• _DATA EXCERPTS_
----------
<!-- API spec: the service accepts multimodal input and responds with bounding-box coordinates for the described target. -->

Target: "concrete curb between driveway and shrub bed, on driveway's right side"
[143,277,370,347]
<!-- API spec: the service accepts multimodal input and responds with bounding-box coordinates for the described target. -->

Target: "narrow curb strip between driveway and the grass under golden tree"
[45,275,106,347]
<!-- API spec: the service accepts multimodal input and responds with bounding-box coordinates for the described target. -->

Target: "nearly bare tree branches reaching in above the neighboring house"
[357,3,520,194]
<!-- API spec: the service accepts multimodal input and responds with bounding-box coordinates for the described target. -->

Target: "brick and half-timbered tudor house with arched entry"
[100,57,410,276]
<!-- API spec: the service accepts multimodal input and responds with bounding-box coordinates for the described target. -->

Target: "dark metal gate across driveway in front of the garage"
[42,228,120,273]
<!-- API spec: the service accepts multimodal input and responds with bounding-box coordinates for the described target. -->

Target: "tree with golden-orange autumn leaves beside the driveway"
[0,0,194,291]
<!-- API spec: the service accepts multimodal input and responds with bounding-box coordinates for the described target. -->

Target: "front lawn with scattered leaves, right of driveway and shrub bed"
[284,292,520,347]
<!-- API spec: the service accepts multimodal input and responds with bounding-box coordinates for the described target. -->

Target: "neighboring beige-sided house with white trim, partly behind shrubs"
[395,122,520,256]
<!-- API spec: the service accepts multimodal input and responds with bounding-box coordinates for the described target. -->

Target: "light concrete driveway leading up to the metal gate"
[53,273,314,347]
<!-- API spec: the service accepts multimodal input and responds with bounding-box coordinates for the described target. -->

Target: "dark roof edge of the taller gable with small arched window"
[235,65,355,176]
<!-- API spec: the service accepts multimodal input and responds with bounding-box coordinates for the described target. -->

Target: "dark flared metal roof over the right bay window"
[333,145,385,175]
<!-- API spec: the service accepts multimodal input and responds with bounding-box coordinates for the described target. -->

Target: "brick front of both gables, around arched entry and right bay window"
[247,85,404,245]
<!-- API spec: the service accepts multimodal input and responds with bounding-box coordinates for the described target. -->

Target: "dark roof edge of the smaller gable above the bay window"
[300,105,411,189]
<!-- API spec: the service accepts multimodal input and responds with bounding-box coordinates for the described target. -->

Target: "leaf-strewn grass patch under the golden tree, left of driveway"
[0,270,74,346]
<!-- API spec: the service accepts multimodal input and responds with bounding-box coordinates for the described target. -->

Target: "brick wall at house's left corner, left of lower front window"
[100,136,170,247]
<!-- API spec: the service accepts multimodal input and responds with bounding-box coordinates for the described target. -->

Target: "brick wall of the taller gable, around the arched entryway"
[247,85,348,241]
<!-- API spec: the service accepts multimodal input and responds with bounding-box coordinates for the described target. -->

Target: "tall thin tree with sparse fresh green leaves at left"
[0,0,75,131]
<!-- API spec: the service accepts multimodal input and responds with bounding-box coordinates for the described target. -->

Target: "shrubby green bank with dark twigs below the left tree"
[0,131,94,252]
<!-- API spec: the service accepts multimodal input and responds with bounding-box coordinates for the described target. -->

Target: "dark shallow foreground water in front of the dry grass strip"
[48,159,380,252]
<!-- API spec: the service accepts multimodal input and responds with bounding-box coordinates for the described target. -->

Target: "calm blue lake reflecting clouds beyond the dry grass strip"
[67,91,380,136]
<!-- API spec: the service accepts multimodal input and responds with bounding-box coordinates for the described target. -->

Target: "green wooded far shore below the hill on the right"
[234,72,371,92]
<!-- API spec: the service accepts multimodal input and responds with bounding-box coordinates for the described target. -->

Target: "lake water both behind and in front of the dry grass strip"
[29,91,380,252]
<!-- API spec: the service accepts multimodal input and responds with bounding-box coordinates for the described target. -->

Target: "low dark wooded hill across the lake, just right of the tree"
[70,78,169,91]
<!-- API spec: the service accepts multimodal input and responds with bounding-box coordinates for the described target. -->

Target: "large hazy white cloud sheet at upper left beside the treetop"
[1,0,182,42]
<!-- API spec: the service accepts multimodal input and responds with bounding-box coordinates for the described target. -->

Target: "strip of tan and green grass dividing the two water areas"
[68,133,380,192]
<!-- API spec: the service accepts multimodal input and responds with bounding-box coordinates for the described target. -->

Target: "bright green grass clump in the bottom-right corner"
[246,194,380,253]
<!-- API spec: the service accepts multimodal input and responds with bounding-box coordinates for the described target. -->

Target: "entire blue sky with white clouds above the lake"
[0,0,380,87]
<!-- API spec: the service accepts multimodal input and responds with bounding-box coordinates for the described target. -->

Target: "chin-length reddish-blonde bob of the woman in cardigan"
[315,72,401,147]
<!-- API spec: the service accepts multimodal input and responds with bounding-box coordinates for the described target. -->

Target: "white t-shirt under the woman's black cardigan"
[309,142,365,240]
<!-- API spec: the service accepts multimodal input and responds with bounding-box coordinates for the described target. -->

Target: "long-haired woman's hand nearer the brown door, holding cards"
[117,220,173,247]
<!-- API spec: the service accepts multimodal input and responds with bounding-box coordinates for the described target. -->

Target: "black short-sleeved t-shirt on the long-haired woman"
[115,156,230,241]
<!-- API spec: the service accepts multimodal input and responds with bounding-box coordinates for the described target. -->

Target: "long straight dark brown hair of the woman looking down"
----------
• _WHAT YOU ARE ASKED TO DO_
Please print each entry once more, exactly as it reads.

• _PROBLEM SOLUTION_
<!-- API spec: the service accepts multimodal input and responds with bounding-box coordinates for the described target. -->

Target: "concrete curb between driveway and shrub bed, on driveway's right side"
[143,277,370,347]
<!-- API spec: the service accepts multimodal input and responds with bounding-box coordinates for the described target. -->

Target: "narrow curb strip between driveway and the grass under golden tree"
[45,275,106,347]
<!-- API spec: the service accepts multimodal input and responds with bounding-box coordinates for the described target. -->

Target: "nearly bare tree branches reaching in above the neighboring house"
[357,3,520,194]
<!-- API spec: the service accepts multimodal input and responds with bounding-box coordinates for the described target. -->

Target: "brick and half-timbered tudor house with arched entry"
[100,57,410,276]
<!-- API spec: the service accepts multimodal input and responds with bounding-box coordinates for the described target. -->

Target: "dark metal gate across driveway in front of the garage"
[42,228,120,273]
<!-- API spec: the service accepts multimodal input and responds with bounding-box coordinates for the described target. -->

Target: "tree with golden-orange autumn leaves beside the driveway"
[0,0,194,291]
<!-- API spec: the service accepts multimodal input and responds with bounding-box coordinates for the described target. -->

Target: "front lawn with scattered leaves, right of driveway and shrub bed"
[284,292,520,347]
<!-- API spec: the service accepts multimodal input and responds with bounding-box coordinates for the described target. -->

Target: "neighboring beige-sided house with white trim, partly behind shrubs"
[395,122,520,256]
<!-- API spec: the service accepts multimodal input and responds with bounding-box coordinates for the described target. -->

Target: "light concrete driveway leading up to the metal gate"
[53,273,314,347]
<!-- API spec: the service accepts multimodal input and responds with bounding-box coordinates for the described target. -->

Target: "dark roof edge of the taller gable with small arched window"
[235,65,355,176]
<!-- API spec: the service accepts multimodal input and responds with bounding-box coordinates for the described target. -->

Target: "dark flared metal roof over the right bay window"
[333,145,385,175]
<!-- API spec: the service accepts multimodal input and responds with bounding-box coordinates for the described target. -->

Target: "brick front of both gables, around arched entry and right bay window"
[247,85,404,245]
<!-- API spec: the service accepts multimodal input and responds with bounding-box coordinates for the described target. -->

Target: "dark roof edge of the smaller gable above the bay window"
[300,105,411,189]
<!-- API spec: the service accepts multimodal input and responds with bounding-box coordinates for the described target. -->

Target: "leaf-strewn grass patch under the golden tree, left of driveway"
[0,270,74,346]
<!-- API spec: the service accepts multimodal input and responds with bounding-box coordinates for the described target. -->

Target: "brick wall at house's left corner, left of lower front window"
[100,136,170,247]
<!-- API spec: the service accepts multimodal input and responds with bounding-box coordinates for the described target. -->

Target: "brick wall of the taller gable, around the arched entryway"
[247,85,348,241]
<!-- API spec: the service accepts multimodal input and responds with bounding-box coordinates for the described target. -->

Target: "tall thin tree with sparse fresh green leaves at left"
[0,0,75,131]
<!-- API spec: the service accepts multimodal input and responds with bounding-box coordinates for the described target. -->

Target: "shrubby green bank with dark twigs below the left tree"
[0,131,94,252]
<!-- API spec: the service accepts multimodal input and responds with bounding-box coordinates for the described target. -->

Target: "dark shallow foreground water in front of the dry grass strip"
[48,159,380,252]
<!-- API spec: the service accepts multimodal input and responds with bounding-box coordinates for the described target. -->

Target: "calm blue lake reflecting clouds beyond the dry grass strip"
[67,91,380,136]
<!-- API spec: the service accepts multimodal input and responds with bounding-box coordinates for the described target. -->

Target: "green wooded far shore below the hill on the right"
[234,72,371,92]
<!-- API spec: the service accepts multimodal input and responds with bounding-box coordinates for the described target. -->

Target: "lake water both behind and in front of the dry grass strip"
[29,91,380,252]
<!-- API spec: the service accepts multimodal input and responds with bounding-box coordinates for the described target. -->

Target: "low dark wooded hill across the lake, just right of the tree"
[70,78,169,91]
<!-- API spec: the service accepts multimodal input and responds with bounding-box coordinates for the described target. -->

Target: "large hazy white cloud sheet at upper left beside the treetop"
[1,0,182,42]
<!-- API spec: the service accepts multimodal input and responds with bounding-box coordinates for the described target. -->

Target: "strip of tan and green grass dividing the two water areas"
[68,133,380,192]
<!-- API spec: the service accepts multimodal input and responds with bounding-box coordinates for the described target. -->

Target: "bright green grass clump in the bottom-right corner"
[246,194,380,253]
<!-- API spec: the service accepts multimodal input and responds with bounding-box coordinates for the described target. -->

Target: "entire blue sky with white clouds above the lake"
[0,0,380,87]
<!-- API spec: the service accepts multimodal input and responds with bounding-box coordinates for the described target. -->

Target: "chin-length reddish-blonde bob of the woman in cardigan"
[315,72,401,147]
<!-- API spec: the service accepts multimodal input and responds with bounding-box coordinates for the described target. -->

Target: "white t-shirt under the woman's black cardigan"
[309,142,365,240]
<!-- API spec: the service accepts multimodal input and responds with bounding-box coordinates for the described target. -->

Target: "long-haired woman's hand nearer the brown door, holding cards"
[117,220,173,247]
<!-- API spec: the service accepts multimodal input and responds with bounding-box coordinates for the described target. -->

Target: "black short-sleeved t-shirt on the long-haired woman"
[115,156,230,241]
<!-- API spec: the service accepts multimodal input and responds with bounding-box coordinates for the described target. -->

Target: "long straight dark brown hair of the woman looking down"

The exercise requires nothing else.